▶ TASKS:
1. List every configurable parameter that the monitoring test description gives for the test.
2. Continue the monitoring test description from its last sentence.

┌─ PROVIDED TEXT

Moreover, to enable administrators to figure out if the slowness can be attributed to a bottleneck in SQL query processing, the test also reports the average time the a specific function took to execute SQL queries. If a majority of the queries are slow, then the test will instantly capture the same and notify administrators.

Additionally, the test promptly alerts administrators to functions that encountered errors during execution. To identify the exact function calls that spewed errors, the detailed diagnosis capability of the test can be used.

This way, the test effortlessly measures the performance of the methods/functions configured for monitoring for a specific standalone Windows service application, highlights methods/functions that are under-performing, and takes administrators close to the root-cause of poor application performance.

Target of the Test : A BTM-enabled .NET application that runs as a standalone Windows service

Agent deploying the test : An internal agent

Output of the test : One set of results for every method/function type that is configured for monitoring for a chosen standalone Windows service

Configurable parameters for the test
Parameter Description

Test period

How often should the test be executed

Host

The host for which the test is to be configured.

Port

The port number through which the Apache Hive communicates. The default port is 80.

Services and Functions

This test will run and report metrics only if one/more services are configured for monitoring, and at least one function per service is configured for monitoring.

To know how to configure the above, refer to theConfiguring Services and Functions for Monitoring topic .

Healthy URL Trace

By default, this flag is set to No. This means that eG Enterprise will not collect detailed diagnostics for those transactions - i.e., methods/functions - that are healthy. If you want to enable the detailed diagnosis capability for healthy functions as well, then set this flag to Yes.

Max Healthy Traces

This parameter is applicable only if the Healthy URL Trace flag is set to ‘Yes’. Here, specify the number of top function calls that should be listed in the detailed diagnosis of the Healthy transactions measure, every time the test runs. By default, this is set to 50, indicating that the detailed diagnosis of the Healthy transactions measure will by default list the top-50 function calls, arranged in the descending order of their response times.

└─
┌─ DATA FOR ANALYSIS

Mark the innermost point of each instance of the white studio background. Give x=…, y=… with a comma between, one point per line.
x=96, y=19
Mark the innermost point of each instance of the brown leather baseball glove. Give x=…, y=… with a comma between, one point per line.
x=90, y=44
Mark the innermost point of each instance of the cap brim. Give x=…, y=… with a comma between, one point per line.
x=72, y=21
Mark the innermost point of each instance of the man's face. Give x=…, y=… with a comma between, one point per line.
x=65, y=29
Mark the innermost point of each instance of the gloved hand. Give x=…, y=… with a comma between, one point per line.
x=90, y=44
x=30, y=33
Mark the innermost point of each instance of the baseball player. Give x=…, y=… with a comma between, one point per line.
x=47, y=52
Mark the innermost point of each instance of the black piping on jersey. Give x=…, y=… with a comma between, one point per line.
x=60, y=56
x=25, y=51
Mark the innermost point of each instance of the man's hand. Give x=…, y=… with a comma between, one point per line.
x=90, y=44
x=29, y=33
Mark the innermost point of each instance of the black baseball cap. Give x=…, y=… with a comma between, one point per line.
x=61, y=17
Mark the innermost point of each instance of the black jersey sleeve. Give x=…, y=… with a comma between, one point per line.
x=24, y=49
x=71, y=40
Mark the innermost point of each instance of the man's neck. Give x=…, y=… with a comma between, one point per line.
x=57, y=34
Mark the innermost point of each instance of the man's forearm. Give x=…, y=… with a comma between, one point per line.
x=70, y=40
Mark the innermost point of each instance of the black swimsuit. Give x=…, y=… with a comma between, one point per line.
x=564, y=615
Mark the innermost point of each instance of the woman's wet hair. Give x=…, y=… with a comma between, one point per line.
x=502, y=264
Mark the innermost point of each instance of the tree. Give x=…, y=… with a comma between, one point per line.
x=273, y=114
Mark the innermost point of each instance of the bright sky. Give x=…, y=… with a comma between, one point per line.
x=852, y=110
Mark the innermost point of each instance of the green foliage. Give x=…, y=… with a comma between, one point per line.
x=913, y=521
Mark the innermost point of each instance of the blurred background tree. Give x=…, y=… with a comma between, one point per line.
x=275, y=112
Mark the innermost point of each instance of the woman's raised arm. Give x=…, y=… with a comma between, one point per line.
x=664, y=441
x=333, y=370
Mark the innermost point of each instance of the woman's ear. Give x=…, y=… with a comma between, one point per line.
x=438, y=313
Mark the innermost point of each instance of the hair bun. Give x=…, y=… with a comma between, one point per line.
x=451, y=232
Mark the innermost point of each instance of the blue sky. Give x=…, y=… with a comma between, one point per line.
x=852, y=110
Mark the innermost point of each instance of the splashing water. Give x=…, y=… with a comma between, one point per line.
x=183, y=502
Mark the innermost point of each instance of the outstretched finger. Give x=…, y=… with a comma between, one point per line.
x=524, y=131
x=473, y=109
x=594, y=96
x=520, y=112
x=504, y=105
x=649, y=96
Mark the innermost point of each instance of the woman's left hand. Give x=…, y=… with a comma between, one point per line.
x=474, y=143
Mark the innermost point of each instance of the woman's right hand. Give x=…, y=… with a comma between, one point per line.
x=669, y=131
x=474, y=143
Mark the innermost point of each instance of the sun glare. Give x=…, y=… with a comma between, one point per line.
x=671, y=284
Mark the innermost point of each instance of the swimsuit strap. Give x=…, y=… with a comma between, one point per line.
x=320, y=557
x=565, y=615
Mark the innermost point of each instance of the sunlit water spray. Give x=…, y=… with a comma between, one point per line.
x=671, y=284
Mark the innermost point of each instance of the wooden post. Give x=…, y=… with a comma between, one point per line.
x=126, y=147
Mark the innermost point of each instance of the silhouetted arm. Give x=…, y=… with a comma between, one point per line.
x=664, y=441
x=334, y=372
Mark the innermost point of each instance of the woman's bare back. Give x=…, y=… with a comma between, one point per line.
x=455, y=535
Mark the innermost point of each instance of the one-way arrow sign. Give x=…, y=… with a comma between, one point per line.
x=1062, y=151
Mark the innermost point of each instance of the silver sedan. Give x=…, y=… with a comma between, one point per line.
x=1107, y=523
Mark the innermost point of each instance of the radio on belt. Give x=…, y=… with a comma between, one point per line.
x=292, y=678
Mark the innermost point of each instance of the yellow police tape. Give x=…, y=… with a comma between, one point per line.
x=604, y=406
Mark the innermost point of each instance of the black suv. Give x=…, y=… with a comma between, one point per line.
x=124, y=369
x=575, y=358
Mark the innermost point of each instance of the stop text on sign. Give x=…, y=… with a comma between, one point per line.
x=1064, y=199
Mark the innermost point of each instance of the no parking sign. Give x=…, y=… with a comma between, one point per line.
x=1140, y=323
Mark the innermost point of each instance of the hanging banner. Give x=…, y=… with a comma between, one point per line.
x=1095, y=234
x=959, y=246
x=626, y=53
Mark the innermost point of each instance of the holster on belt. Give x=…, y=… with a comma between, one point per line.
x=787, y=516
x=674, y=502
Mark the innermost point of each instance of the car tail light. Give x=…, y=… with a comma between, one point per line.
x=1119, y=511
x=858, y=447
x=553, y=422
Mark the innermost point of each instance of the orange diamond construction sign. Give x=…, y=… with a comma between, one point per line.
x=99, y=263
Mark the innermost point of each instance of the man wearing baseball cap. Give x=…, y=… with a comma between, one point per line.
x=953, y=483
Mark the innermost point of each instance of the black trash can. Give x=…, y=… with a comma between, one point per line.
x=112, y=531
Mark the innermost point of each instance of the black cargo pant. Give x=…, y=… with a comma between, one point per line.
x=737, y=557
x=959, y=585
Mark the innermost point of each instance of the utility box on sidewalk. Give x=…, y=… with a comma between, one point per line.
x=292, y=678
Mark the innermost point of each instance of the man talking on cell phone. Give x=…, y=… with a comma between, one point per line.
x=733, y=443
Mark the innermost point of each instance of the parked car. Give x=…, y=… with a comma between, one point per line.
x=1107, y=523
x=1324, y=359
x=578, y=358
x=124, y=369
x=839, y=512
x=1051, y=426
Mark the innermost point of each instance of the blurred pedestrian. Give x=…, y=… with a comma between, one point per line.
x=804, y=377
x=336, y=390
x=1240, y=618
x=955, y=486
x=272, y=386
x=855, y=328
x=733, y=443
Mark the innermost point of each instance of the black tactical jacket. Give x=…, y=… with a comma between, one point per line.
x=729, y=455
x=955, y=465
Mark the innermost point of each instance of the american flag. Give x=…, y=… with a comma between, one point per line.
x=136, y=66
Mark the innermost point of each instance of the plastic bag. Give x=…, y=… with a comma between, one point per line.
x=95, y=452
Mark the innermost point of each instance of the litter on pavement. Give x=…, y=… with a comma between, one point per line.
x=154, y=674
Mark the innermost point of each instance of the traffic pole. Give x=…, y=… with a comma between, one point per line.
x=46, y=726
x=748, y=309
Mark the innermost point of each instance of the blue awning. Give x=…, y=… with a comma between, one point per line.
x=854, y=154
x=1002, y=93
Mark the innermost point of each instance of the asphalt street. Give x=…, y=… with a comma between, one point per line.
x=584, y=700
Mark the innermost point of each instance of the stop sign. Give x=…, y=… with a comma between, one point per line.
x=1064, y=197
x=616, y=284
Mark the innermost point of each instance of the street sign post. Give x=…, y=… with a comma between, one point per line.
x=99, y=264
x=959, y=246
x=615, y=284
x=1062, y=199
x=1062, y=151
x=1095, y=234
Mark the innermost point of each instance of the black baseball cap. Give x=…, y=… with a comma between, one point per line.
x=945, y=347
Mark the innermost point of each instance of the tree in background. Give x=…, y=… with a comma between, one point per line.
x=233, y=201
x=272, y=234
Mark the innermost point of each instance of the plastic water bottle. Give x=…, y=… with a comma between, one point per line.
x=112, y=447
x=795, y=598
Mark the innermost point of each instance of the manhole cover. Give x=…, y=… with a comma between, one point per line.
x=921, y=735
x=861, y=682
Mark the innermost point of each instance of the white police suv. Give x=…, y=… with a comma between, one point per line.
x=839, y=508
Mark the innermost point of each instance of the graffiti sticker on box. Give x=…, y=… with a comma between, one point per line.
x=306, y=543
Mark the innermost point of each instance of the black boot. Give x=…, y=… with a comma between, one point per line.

└─

▶ WRITTEN RESPONSES:
1. Test period, Host, Port, Services and Functions, Healthy URL Trace, Max Healthy Traces

2.
Max Slow Traces

Specify the number of top function calls that should be listed in the detailed diagnosis of the Slow transactions measure, every time the test runs. By default, this is set to 10, indicating that the detailed diagnosis of the Slow transactions measure will by default list the top-10 function calls, arranged in the descending order of their response times.

Max Stalled Traces

Specify the number of top function calls that should be listed in the detailed diagnosis of the Stalled transactions measure, every time the test runs. By default, this is set to 10, indicating that the detailed diagnosis of the Stalled transactions measure will by default list the top-10 function calls, arranged in the descending order of their response times.

Max Error Traces

Specify the number of top function calls that should be listed in the detailed diagnosis of the Error transactions measure, every time the test runs. By default, this is set to 10, indicating that the detailed diagnosis of the Error transactions measure will by default list the top-10 function calls, in terms of the number of errors they encountered.

Method Execution Cutoff (MS)

From the detailed diagnosis of slow/stalled/error function calls, you can drill down and perform deep execution analysis of a particular call. In this drill-down, the methods invoked by that slow/stalled/error function are listed in the order in which the function calls the methods. By configuring a method execution cutoff, you can make sure that methods that have been executing for a duration greater the specified cutoff are alone listed when performing execution analysis. For instance, if you specify 5 here, then the Execution Analysis window for a slow/stalled/error function will list only those methods that have been executing for over 5 milliseconds. This way, you get to focus on only those methods that could have caused the slowness, without being distracted by inconsequential methods. By default, the value of this parameter is set to 250 ms.

SQL Execution Cutoff (MS)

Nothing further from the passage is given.